Data listing
==============================

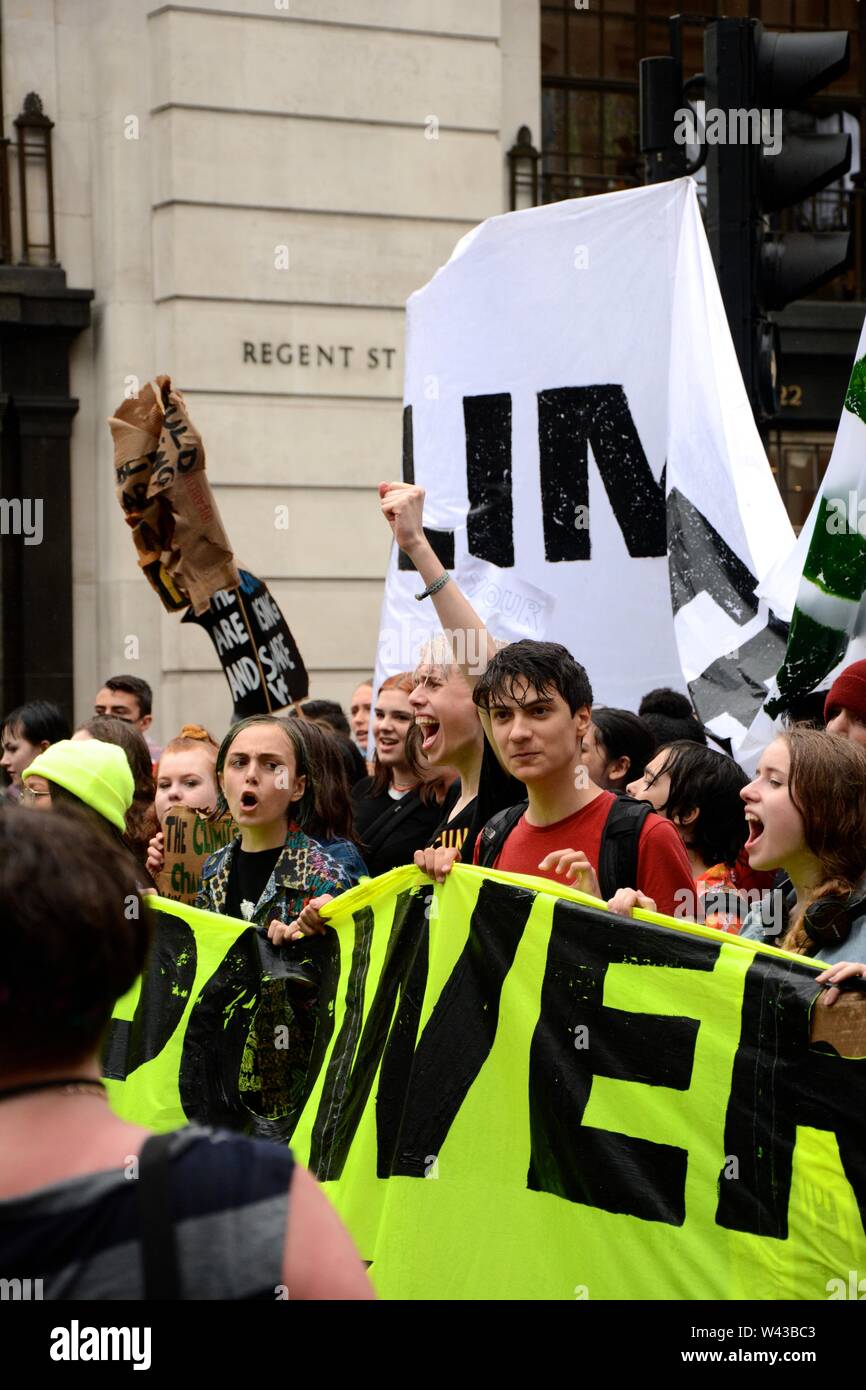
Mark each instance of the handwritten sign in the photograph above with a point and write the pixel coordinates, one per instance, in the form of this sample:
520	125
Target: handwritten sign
260	659
189	840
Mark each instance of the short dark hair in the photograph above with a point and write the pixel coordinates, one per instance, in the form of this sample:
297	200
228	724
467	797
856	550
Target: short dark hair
39	722
325	712
669	730
666	701
711	783
132	685
545	666
70	945
624	734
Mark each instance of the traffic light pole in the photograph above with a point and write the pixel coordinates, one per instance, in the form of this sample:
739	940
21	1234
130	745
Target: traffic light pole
729	59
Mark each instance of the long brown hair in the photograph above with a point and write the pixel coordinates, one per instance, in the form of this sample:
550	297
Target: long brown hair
827	786
141	819
331	816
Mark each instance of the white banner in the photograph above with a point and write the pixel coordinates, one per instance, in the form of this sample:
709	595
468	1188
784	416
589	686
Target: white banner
552	366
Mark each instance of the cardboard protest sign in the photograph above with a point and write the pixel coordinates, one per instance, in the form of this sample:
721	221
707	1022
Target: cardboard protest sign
189	840
260	659
160	481
516	1094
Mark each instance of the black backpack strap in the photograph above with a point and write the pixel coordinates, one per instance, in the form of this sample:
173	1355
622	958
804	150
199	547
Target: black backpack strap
496	831
159	1246
617	861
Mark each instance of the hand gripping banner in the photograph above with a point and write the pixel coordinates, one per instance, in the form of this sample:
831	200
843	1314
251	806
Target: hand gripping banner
516	1094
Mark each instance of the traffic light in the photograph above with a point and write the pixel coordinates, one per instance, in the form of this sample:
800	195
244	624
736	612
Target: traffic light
756	164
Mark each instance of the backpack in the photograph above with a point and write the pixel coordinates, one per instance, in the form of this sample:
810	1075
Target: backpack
617	861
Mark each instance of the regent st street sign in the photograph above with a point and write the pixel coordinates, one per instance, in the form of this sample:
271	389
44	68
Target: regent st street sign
319	356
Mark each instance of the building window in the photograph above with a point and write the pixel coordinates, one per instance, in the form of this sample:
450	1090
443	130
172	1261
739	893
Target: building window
798	462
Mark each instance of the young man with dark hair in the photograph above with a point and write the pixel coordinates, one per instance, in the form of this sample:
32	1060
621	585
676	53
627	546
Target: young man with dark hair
538	701
534	701
131	699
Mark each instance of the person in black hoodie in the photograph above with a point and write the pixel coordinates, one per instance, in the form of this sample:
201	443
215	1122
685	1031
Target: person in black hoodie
395	811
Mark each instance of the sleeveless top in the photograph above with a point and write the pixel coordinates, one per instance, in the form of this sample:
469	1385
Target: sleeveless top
230	1205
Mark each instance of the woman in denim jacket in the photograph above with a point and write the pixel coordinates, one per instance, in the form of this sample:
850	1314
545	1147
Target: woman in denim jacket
267	875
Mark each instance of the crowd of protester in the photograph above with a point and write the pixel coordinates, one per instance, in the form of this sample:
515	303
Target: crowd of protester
506	763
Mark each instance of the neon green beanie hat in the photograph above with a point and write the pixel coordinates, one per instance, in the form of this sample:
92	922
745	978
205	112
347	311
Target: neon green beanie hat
96	773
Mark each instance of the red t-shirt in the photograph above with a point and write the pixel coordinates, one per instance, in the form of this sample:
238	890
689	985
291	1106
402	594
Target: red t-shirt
663	866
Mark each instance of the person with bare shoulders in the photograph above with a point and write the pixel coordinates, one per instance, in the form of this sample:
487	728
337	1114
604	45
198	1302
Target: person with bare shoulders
78	1186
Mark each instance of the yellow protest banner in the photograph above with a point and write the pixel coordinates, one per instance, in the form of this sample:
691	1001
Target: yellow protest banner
516	1094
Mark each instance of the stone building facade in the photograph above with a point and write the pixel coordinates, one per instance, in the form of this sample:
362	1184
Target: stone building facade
252	189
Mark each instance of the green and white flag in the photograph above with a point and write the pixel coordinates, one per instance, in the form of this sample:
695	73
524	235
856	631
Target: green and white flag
827	565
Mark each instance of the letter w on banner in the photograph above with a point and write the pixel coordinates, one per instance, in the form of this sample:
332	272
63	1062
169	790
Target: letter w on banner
510	1093
576	413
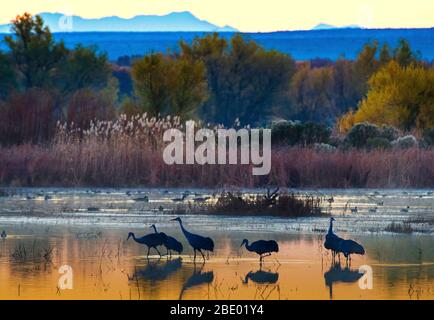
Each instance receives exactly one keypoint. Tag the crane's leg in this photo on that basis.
(203, 256)
(158, 251)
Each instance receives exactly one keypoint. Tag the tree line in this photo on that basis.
(210, 79)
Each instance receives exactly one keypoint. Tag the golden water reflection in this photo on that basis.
(109, 267)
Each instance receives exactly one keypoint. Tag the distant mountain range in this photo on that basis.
(325, 26)
(175, 21)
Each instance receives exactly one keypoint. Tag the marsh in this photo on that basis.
(49, 228)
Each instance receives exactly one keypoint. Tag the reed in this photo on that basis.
(128, 152)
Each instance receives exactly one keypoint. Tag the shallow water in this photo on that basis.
(107, 266)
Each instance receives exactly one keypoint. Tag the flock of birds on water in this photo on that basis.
(263, 248)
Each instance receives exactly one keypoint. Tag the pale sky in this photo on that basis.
(248, 15)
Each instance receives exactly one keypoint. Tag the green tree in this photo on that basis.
(312, 93)
(245, 81)
(385, 55)
(83, 68)
(167, 84)
(8, 79)
(33, 50)
(403, 53)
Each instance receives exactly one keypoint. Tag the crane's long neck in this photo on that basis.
(134, 237)
(184, 231)
(247, 245)
(331, 227)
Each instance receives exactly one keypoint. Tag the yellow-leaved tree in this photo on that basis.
(402, 96)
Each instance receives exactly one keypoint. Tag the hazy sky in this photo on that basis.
(248, 15)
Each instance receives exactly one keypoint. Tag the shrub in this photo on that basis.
(324, 147)
(378, 143)
(389, 132)
(360, 133)
(428, 136)
(271, 204)
(405, 142)
(294, 132)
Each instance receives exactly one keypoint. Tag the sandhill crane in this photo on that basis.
(339, 245)
(142, 199)
(170, 243)
(332, 241)
(152, 240)
(263, 248)
(349, 247)
(198, 242)
(406, 209)
(180, 199)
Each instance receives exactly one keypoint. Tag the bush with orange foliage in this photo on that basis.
(128, 152)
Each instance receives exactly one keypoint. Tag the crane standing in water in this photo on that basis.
(170, 243)
(197, 242)
(152, 240)
(262, 247)
(339, 245)
(332, 241)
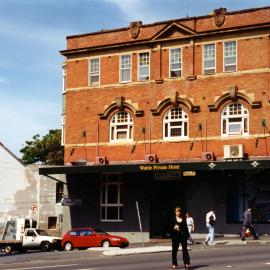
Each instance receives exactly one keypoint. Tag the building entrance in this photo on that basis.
(165, 196)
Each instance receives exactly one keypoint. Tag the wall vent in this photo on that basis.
(101, 160)
(233, 151)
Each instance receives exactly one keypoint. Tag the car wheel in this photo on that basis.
(45, 246)
(106, 243)
(68, 246)
(8, 249)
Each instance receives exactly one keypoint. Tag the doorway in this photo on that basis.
(165, 196)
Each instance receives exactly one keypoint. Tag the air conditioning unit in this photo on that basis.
(233, 151)
(101, 160)
(207, 156)
(150, 158)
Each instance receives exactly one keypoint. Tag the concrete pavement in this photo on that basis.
(164, 245)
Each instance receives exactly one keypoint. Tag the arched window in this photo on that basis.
(175, 124)
(234, 120)
(121, 127)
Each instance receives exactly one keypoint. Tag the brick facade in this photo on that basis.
(86, 104)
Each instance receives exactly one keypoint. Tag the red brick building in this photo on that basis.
(174, 112)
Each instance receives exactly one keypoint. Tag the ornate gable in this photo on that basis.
(174, 30)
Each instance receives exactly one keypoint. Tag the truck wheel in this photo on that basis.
(68, 246)
(45, 246)
(106, 243)
(8, 249)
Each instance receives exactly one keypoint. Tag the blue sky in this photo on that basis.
(32, 32)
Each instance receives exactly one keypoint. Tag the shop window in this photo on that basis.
(144, 67)
(52, 221)
(209, 59)
(111, 198)
(175, 62)
(59, 191)
(248, 192)
(94, 71)
(234, 119)
(121, 127)
(125, 68)
(230, 56)
(175, 124)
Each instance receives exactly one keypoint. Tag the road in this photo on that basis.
(247, 257)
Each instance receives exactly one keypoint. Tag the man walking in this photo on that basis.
(247, 224)
(210, 220)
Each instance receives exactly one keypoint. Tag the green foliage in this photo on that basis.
(45, 150)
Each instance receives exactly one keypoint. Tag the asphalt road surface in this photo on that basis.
(249, 257)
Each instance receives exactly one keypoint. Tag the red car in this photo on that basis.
(89, 237)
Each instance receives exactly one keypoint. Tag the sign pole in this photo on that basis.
(140, 223)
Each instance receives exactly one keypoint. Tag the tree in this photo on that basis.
(45, 150)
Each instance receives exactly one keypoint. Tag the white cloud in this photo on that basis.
(21, 119)
(3, 80)
(133, 10)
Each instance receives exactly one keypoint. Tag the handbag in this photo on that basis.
(247, 232)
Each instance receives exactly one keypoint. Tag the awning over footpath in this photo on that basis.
(144, 167)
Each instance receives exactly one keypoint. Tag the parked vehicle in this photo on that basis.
(90, 237)
(21, 235)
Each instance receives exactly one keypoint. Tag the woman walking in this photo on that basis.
(179, 234)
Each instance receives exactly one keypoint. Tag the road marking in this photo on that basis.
(41, 267)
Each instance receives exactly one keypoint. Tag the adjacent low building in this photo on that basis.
(26, 194)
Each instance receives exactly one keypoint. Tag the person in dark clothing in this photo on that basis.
(247, 224)
(179, 234)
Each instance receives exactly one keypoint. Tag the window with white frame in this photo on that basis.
(63, 133)
(234, 119)
(111, 197)
(64, 77)
(175, 62)
(94, 71)
(209, 58)
(121, 127)
(143, 67)
(125, 68)
(230, 57)
(59, 192)
(175, 124)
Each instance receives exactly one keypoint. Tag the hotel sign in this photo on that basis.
(159, 167)
(189, 173)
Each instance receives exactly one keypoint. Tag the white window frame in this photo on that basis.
(121, 68)
(108, 180)
(208, 70)
(172, 63)
(230, 56)
(140, 77)
(233, 116)
(64, 77)
(117, 127)
(169, 124)
(94, 73)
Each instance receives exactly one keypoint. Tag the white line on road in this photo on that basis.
(41, 267)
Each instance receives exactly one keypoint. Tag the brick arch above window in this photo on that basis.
(234, 95)
(174, 101)
(119, 105)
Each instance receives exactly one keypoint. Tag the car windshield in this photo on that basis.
(99, 231)
(42, 232)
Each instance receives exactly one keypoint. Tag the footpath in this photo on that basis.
(164, 245)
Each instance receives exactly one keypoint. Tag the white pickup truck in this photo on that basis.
(30, 238)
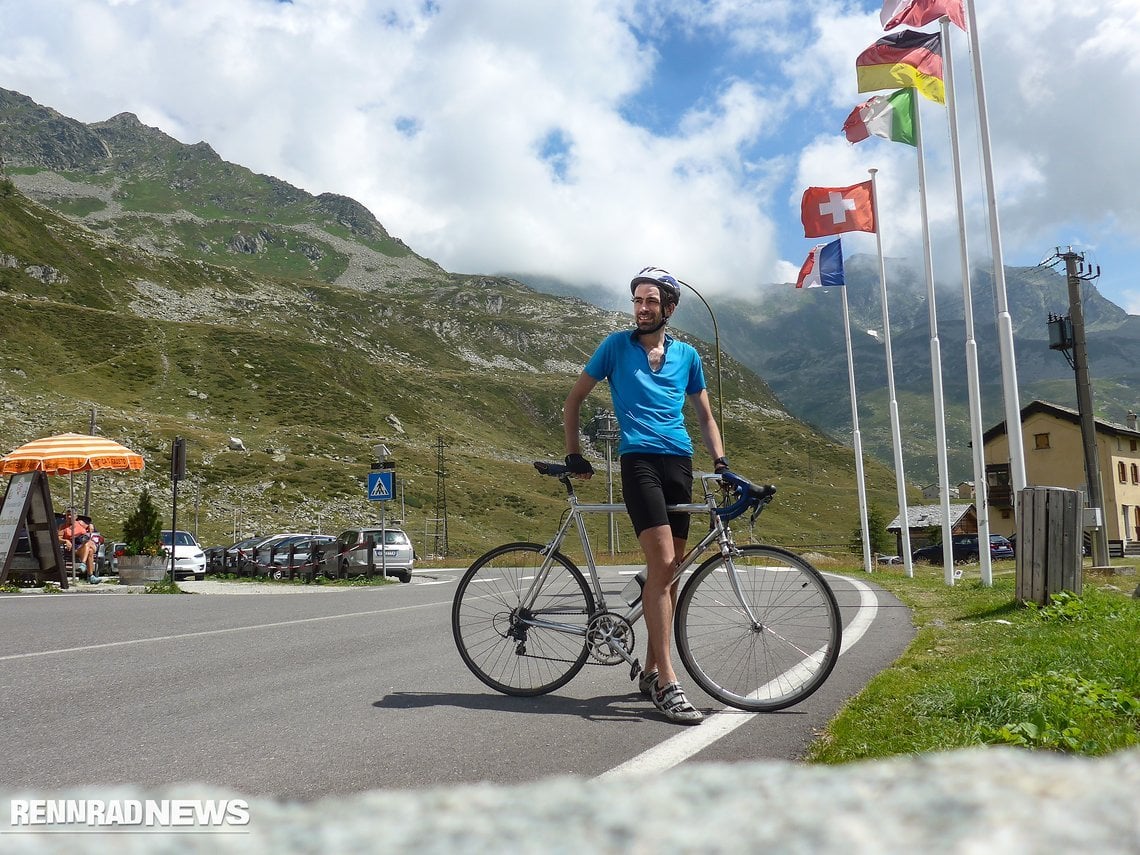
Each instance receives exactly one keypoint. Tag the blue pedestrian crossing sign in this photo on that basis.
(380, 486)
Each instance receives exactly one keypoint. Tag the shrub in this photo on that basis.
(143, 529)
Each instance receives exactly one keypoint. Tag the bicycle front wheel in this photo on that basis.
(515, 650)
(781, 657)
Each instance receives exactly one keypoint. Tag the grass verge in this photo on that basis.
(985, 670)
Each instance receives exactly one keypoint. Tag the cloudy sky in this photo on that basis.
(587, 138)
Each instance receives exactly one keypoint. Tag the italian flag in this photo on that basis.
(890, 117)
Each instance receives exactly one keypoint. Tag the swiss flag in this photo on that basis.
(831, 210)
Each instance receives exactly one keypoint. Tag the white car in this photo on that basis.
(189, 559)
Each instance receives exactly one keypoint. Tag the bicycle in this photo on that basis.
(757, 627)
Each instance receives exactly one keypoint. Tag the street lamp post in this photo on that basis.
(607, 430)
(716, 338)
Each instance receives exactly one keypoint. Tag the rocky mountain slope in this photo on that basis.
(170, 293)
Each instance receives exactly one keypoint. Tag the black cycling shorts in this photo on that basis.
(651, 481)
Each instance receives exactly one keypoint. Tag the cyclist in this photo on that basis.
(651, 374)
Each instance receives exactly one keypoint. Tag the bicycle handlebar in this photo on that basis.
(748, 495)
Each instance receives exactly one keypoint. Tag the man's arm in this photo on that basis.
(709, 430)
(571, 412)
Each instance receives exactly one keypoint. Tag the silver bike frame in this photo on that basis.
(719, 532)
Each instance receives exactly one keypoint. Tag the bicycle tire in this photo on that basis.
(767, 667)
(505, 653)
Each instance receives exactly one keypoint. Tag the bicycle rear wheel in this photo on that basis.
(514, 650)
(779, 660)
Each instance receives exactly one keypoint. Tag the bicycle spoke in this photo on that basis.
(772, 664)
(513, 649)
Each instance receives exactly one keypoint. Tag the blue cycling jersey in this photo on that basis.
(649, 404)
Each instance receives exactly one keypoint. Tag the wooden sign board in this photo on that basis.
(27, 505)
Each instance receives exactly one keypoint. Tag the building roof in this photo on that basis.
(920, 516)
(1065, 414)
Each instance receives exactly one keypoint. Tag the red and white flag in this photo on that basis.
(828, 211)
(920, 13)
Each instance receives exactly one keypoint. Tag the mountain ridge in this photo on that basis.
(187, 296)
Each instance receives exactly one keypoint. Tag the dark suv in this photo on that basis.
(965, 547)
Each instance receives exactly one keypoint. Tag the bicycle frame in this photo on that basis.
(719, 532)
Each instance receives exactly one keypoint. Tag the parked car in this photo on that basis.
(265, 553)
(106, 558)
(189, 559)
(1000, 547)
(965, 547)
(216, 559)
(239, 554)
(350, 555)
(302, 551)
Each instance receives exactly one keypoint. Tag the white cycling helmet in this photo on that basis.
(666, 283)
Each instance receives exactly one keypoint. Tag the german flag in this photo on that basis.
(900, 60)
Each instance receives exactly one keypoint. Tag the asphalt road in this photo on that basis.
(339, 691)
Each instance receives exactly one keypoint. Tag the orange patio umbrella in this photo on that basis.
(70, 453)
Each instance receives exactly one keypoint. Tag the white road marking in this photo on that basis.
(686, 743)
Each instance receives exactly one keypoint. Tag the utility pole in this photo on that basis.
(1075, 274)
(605, 429)
(440, 539)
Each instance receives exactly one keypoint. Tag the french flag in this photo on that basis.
(823, 267)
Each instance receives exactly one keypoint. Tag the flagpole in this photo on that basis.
(904, 523)
(980, 493)
(856, 439)
(1004, 322)
(939, 407)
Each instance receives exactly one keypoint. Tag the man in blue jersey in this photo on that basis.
(651, 375)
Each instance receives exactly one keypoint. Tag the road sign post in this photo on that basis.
(380, 489)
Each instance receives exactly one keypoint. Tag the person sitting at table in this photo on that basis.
(75, 538)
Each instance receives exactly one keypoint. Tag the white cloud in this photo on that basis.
(493, 135)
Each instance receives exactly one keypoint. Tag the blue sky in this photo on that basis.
(588, 139)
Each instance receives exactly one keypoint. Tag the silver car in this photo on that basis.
(350, 553)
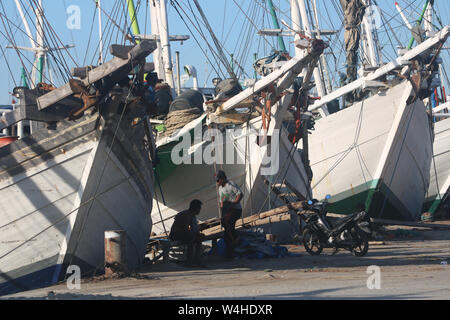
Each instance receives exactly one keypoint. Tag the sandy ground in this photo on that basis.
(409, 269)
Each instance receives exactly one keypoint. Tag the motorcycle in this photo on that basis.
(351, 233)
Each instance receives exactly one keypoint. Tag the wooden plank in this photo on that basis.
(256, 217)
(135, 54)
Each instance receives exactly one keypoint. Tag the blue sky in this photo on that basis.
(234, 21)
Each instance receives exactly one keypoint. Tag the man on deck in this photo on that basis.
(185, 229)
(230, 197)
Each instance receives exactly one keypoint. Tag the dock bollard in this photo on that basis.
(115, 252)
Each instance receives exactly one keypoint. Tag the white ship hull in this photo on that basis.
(196, 181)
(376, 152)
(440, 167)
(60, 197)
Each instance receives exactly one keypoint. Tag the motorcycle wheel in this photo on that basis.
(361, 243)
(311, 242)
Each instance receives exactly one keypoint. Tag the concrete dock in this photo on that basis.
(410, 268)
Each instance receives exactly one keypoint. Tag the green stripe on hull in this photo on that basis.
(379, 201)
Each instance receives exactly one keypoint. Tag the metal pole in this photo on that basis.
(296, 26)
(157, 54)
(134, 22)
(307, 28)
(276, 25)
(40, 42)
(419, 22)
(115, 252)
(165, 44)
(367, 23)
(177, 55)
(222, 56)
(100, 31)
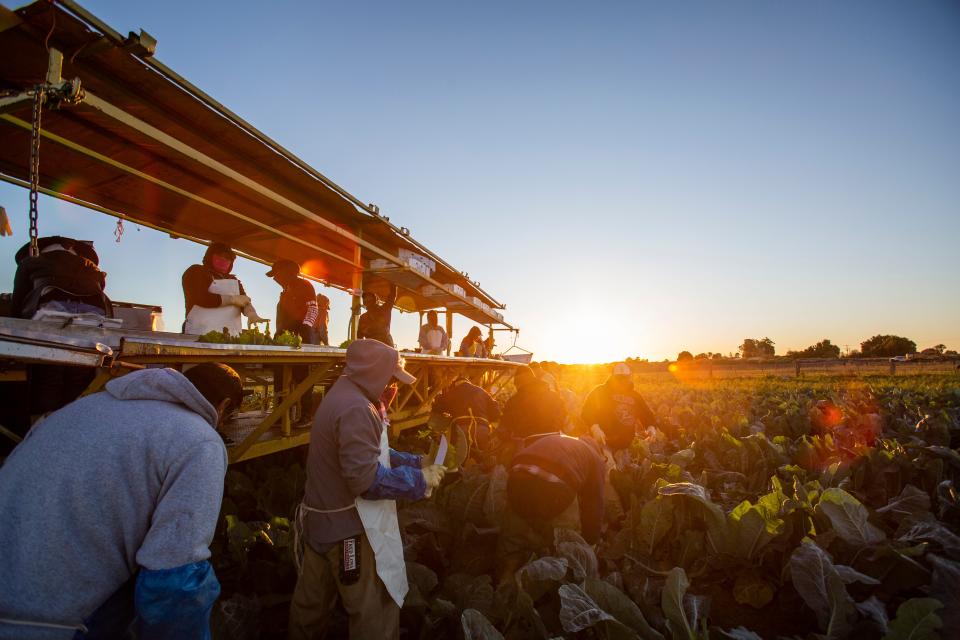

==============================

▸ **TASK INSTRUCTIONS**
Please tally the lines in the data listing above that contain the word "young", treating it as case-sensitive, and give only the number.

▸ **TASK ANSWER**
2